───── PROVIDED ENTRIES ─────

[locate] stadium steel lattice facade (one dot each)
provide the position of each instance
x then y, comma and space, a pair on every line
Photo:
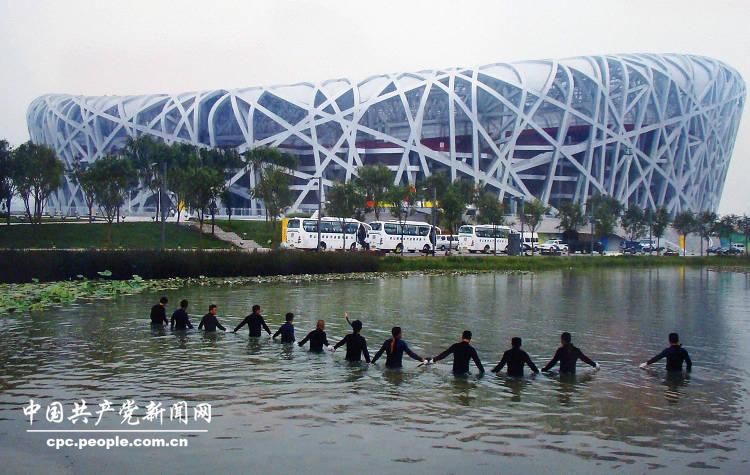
648, 129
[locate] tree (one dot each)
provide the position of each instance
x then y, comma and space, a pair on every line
604, 212
112, 178
685, 223
226, 200
274, 182
8, 172
533, 214
727, 226
491, 211
659, 223
706, 225
39, 173
344, 201
86, 180
433, 189
183, 159
401, 199
453, 206
572, 218
743, 224
148, 156
633, 221
207, 185
375, 181
274, 190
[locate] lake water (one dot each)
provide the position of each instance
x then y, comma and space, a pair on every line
279, 409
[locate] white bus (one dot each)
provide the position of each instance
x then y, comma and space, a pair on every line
480, 238
302, 233
417, 236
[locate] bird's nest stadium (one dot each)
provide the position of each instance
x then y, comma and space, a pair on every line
648, 129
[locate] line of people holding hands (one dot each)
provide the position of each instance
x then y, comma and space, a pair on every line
567, 355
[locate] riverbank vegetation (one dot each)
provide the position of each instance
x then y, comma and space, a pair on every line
137, 235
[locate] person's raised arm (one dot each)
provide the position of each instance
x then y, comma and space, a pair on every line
265, 326
364, 350
530, 363
501, 364
304, 340
553, 361
380, 352
444, 354
586, 359
340, 343
413, 355
242, 323
477, 361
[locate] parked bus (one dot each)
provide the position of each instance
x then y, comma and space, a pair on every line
416, 236
302, 233
480, 238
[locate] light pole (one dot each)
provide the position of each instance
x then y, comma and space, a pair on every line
162, 192
320, 206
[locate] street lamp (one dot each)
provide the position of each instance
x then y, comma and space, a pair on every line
163, 199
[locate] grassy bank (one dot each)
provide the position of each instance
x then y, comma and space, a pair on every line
87, 236
258, 231
52, 265
541, 263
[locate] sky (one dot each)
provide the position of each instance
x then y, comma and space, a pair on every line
100, 47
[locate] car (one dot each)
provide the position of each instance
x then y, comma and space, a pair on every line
553, 247
447, 242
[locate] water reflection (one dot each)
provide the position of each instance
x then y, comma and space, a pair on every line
269, 395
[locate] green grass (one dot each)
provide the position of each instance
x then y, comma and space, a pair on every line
258, 231
540, 263
86, 236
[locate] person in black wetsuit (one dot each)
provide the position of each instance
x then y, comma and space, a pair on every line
462, 353
356, 345
209, 322
394, 349
675, 355
286, 330
317, 338
159, 313
180, 319
254, 323
515, 358
568, 355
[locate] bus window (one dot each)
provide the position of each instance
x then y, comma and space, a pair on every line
391, 229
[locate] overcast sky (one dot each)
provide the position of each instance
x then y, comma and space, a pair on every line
149, 46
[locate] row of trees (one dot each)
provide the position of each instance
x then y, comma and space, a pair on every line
185, 176
604, 213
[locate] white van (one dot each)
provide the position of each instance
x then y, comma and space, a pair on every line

─────

**EXERCISE OBJECTIVE:** Reproduce all of the entries above verbatim, from the first to the last, and omit the image.

**EXERCISE OUTPUT:**
[locate] stadium steel lattice facade (one dot each)
provide the position of each instance
x then y, comma and space, a pair on every line
Photo:
648, 129
[locate] tree (one dot each)
provide the position of each instance
x then y, comma and space, a pair on every line
604, 212
112, 178
685, 223
226, 200
274, 182
8, 172
533, 214
727, 226
491, 211
659, 223
706, 225
39, 173
344, 201
86, 180
433, 189
183, 159
401, 199
453, 206
572, 218
743, 224
148, 156
633, 221
207, 185
375, 181
274, 190
[locate] lake water (one dot each)
provide the position of each instance
x then y, comma and space, a pair on every line
279, 409
[locate] white bus (one dot each)
provide the position of each instance
x then y, comma and space, a pair on every line
480, 238
302, 233
417, 236
[locate] bird's nest stadium (one dot each)
provide the position of each instance
x then y, comma and space, a pair on every line
648, 129
[locate] line of people holding hands (one dot each)
provide the position of each instance
x then y, comma and space, a pair on every line
567, 355
[locate] riverbank vegetation (one dot each)
provide the position of each instance
x then y, comma and space, a pair on every line
137, 235
[locate] person's raised arm (one dot each)
provide the position of each instance
x then y, comma and space, a pair on every line
265, 326
364, 350
530, 363
501, 364
304, 340
553, 361
380, 352
444, 354
586, 359
340, 343
413, 355
242, 323
477, 361
[locate] parked bus (one dot each)
provide the position of each instance
x then y, comma and space, a pair on every line
416, 236
302, 233
480, 238
[locate] light pole (one dot each)
provide the position of each instance
x then y, comma and space, a pair on every line
162, 192
320, 206
[locate] street lamp (one dot each)
provide the position of each instance
x then y, comma and space, a pair on every line
163, 199
[locate] grassy bank (one dot each)
provide the position of each instance
x then y, comma and space, a pair on every line
87, 236
258, 231
52, 265
541, 263
[locate] sky (one dot each)
provide the position of each instance
x then y, comma and space, a pair on every line
100, 47
[locate] car (one dot each)
provide the position of each instance
x then y, comma and space, a pair on every line
553, 247
447, 242
[locate] water reflection (one dot each)
provide the position of each instance
x then y, comma and space, a pair on every line
269, 395
[locate] green grass (one dot each)
provide the position of each instance
x then y, comma and space, a pair on every line
258, 231
540, 263
86, 236
[locate] person in black wetsuit (one dot each)
provide the position of each instance
x then y, comma and space, a pair on every line
462, 353
356, 345
209, 322
394, 349
675, 355
286, 330
317, 338
159, 313
180, 319
254, 323
515, 358
568, 355
[locate] bus window (one dot each)
provide the position of each instance
x then y, comma and space, a pair on every line
391, 229
[locate] overcast sky (one dot each)
provide the position of each instance
x then y, comma and space, a pair on every line
149, 46
[locate] row of trees (one dot each)
provide the position of each instance
x then y, comma and space, a pair on every line
185, 176
604, 213
[locate] white van (one dot each)
provide the position of each instance
x then y, comma and space, a pair on every line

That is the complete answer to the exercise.